EXERCISE DETAILS:
From the material below, pull out every line that contains the word "street" and copy those lines unchanged.
START PROVIDED DATA
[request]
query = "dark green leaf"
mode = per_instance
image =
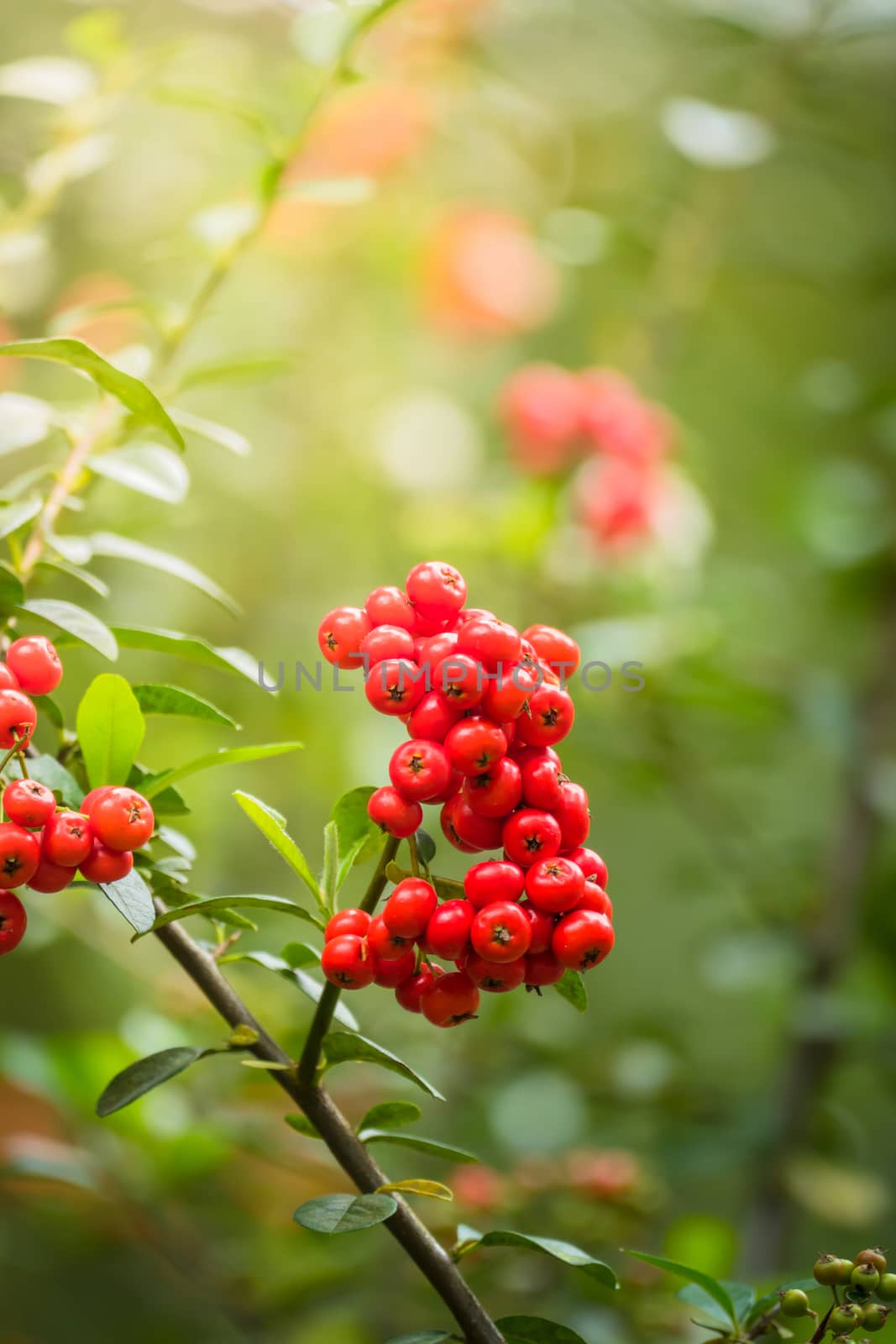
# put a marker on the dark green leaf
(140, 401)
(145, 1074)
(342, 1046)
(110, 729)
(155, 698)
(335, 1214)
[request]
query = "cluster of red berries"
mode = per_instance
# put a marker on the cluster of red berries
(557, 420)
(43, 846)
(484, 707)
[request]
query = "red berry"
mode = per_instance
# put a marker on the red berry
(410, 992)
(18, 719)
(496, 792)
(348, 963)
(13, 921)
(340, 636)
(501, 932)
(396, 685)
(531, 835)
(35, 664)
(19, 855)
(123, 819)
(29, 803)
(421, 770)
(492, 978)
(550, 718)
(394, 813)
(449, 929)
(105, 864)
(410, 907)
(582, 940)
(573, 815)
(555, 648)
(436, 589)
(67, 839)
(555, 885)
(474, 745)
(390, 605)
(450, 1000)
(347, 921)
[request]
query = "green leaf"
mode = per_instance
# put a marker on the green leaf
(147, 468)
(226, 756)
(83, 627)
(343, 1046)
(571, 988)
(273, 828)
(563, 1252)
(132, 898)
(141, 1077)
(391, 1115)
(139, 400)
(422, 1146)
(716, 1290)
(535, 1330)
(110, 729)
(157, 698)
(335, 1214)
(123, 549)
END PROVIDED DATA
START PROVIDED DATA
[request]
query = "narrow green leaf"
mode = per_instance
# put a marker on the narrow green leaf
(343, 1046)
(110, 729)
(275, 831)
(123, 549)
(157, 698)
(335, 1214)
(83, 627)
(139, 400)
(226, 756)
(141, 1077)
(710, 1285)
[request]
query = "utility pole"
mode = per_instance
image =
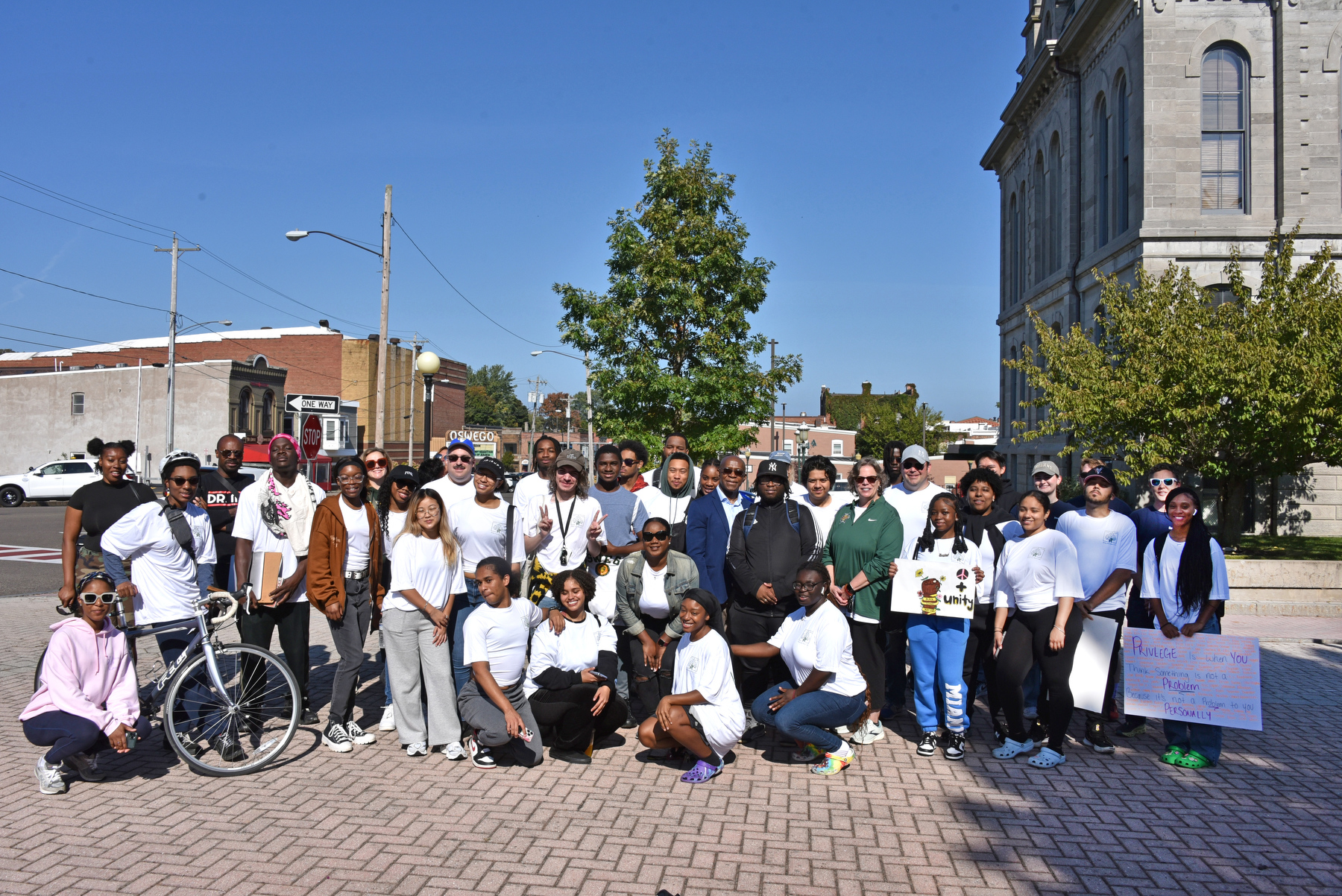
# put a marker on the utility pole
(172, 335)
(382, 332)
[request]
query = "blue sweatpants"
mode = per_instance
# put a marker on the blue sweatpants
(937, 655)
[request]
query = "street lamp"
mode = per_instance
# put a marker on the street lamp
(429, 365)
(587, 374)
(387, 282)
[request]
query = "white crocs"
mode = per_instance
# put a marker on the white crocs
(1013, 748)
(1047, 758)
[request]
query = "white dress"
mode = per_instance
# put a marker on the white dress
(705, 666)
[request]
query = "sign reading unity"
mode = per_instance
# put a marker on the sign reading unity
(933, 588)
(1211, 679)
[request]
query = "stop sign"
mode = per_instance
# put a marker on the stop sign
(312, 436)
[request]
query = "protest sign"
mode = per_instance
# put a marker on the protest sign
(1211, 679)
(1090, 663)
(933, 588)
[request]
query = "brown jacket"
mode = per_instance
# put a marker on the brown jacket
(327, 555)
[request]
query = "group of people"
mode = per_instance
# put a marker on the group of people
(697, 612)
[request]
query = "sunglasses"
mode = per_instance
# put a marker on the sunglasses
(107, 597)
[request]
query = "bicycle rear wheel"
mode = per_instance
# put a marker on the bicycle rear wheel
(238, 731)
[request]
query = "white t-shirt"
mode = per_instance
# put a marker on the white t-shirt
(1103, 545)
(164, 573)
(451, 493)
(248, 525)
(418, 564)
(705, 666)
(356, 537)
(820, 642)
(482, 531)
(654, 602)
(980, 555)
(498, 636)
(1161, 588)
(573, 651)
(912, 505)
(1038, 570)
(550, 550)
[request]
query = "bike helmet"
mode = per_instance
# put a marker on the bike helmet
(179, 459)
END PROVIDED DATA
CORRECT OUTPUT:
query = "street lamp"
# put a marker on the street lamp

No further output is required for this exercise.